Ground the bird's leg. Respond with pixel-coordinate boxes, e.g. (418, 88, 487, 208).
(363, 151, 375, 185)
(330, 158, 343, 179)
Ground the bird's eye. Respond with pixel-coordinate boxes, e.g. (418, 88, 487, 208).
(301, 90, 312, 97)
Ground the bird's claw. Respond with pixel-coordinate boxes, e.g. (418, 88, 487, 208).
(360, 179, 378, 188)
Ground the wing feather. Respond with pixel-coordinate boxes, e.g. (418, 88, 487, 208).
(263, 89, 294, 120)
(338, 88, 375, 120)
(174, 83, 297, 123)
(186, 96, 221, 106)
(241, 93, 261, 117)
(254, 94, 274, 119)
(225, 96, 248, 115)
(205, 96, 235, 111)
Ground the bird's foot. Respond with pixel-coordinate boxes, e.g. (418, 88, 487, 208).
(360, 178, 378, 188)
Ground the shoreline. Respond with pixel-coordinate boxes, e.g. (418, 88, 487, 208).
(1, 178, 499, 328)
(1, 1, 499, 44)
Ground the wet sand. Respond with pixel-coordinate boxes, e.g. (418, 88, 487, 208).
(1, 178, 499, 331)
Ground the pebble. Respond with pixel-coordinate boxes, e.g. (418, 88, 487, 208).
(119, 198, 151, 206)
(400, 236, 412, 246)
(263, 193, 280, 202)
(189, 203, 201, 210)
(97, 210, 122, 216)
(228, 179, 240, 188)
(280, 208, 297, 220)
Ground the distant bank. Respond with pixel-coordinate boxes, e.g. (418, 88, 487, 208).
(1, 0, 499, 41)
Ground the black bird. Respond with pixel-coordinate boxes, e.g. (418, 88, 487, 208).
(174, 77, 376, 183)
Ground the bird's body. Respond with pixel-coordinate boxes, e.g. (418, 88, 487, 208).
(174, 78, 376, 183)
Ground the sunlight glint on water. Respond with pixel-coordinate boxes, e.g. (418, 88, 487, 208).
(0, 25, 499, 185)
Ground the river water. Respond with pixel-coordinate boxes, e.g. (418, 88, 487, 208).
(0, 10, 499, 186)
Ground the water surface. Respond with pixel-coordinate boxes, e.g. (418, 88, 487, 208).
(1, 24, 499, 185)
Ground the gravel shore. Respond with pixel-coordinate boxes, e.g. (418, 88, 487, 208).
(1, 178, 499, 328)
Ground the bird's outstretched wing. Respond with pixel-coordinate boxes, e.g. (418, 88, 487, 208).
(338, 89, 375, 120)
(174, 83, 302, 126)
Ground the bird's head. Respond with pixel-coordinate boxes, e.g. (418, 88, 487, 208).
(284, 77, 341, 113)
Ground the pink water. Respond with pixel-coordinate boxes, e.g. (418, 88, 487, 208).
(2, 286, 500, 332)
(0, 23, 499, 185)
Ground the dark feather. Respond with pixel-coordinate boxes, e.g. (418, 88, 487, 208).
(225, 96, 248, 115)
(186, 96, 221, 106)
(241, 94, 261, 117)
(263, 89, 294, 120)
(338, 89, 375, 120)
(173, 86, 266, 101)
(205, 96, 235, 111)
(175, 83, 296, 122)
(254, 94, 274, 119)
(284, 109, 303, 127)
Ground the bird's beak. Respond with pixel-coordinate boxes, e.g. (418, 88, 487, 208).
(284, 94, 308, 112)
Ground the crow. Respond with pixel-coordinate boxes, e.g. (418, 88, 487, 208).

════════════════════

**What is expected:**
Copy exactly the lines that run from the one with "Ground the bird's outstretched" to the last line of the material, including both.

**Solved problem:**
Ground the bird's outstretched wing. Respond with pixel-coordinate boxes, e.g. (418, 88, 487, 208).
(338, 89, 375, 120)
(174, 83, 302, 126)
Ground the bird's head. Respond with pixel-coordinate boxes, e.g. (418, 88, 487, 208).
(284, 77, 341, 113)
Ground the pink water. Respond with pixel-coordinate boxes, e.g. (418, 88, 487, 208).
(2, 286, 500, 332)
(0, 23, 499, 185)
Ground the dark feather. Respond with pixel-coordinate boxes, e.g. (418, 88, 487, 208).
(225, 96, 248, 115)
(186, 96, 221, 106)
(241, 94, 261, 117)
(263, 89, 294, 120)
(338, 89, 375, 120)
(173, 86, 266, 101)
(205, 96, 235, 111)
(175, 83, 296, 122)
(254, 94, 274, 119)
(284, 109, 303, 127)
Ground the bird's beak. Respond with pixel-coordinate boxes, e.g. (418, 88, 487, 208).
(284, 94, 308, 112)
Ground the crow. Respond with pixel-coordinate boxes, e.g. (418, 88, 487, 208).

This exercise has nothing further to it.